▶ **Task goal**
Which lines hold the word "post"? Copy each of them from the material.

▶ **Records to use**
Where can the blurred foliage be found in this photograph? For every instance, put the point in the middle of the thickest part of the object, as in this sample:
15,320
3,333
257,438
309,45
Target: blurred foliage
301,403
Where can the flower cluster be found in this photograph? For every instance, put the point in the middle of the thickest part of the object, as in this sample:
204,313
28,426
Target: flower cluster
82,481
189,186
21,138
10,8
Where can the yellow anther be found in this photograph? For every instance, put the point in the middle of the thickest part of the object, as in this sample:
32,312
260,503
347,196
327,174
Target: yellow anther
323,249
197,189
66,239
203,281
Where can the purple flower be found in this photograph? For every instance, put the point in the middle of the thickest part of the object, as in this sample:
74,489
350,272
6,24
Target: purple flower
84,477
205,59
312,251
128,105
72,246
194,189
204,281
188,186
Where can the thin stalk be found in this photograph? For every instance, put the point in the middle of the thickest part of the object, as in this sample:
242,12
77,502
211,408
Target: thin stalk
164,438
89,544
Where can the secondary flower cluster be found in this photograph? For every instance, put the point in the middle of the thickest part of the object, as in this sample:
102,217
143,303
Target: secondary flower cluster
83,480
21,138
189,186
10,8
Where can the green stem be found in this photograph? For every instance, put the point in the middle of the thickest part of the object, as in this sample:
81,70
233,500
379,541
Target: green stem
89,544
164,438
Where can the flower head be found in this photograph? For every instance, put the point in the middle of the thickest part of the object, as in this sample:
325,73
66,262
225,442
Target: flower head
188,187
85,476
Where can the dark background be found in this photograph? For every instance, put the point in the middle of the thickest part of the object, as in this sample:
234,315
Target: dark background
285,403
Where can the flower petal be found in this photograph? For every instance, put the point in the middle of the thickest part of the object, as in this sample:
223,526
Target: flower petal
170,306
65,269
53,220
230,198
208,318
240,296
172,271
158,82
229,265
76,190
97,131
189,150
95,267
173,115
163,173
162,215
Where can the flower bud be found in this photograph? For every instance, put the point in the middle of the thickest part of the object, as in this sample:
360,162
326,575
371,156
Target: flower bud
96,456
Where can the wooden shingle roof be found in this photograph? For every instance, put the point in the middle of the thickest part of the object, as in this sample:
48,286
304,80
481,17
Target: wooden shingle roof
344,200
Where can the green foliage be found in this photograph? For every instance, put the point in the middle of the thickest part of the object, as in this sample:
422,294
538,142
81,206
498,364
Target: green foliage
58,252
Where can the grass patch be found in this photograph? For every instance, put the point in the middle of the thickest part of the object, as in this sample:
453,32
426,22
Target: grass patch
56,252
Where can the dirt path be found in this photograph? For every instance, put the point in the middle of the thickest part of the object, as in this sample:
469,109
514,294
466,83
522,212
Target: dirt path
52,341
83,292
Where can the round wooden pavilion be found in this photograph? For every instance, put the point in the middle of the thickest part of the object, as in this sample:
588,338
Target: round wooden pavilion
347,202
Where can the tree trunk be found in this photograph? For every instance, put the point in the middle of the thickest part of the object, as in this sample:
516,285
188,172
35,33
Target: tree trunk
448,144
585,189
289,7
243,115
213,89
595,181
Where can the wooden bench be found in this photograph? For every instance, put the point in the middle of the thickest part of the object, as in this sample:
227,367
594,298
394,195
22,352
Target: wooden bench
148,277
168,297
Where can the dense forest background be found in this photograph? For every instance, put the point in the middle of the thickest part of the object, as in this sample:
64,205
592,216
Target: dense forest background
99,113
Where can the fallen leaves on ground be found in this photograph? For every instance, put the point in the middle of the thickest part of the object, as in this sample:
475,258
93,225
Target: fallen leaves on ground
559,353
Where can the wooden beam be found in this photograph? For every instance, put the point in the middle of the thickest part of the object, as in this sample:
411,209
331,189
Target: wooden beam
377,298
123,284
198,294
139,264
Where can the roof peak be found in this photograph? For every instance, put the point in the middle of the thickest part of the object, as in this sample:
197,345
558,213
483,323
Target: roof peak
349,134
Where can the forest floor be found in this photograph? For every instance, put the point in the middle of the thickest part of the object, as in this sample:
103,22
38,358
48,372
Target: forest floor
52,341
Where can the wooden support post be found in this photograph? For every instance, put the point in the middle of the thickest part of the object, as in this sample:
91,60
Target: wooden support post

▶ **Task result**
Where can the wooden support post be found in this photograph? For every instance, put the point in the middle of the thickest part of the object, as in this sample:
Target: wooden support post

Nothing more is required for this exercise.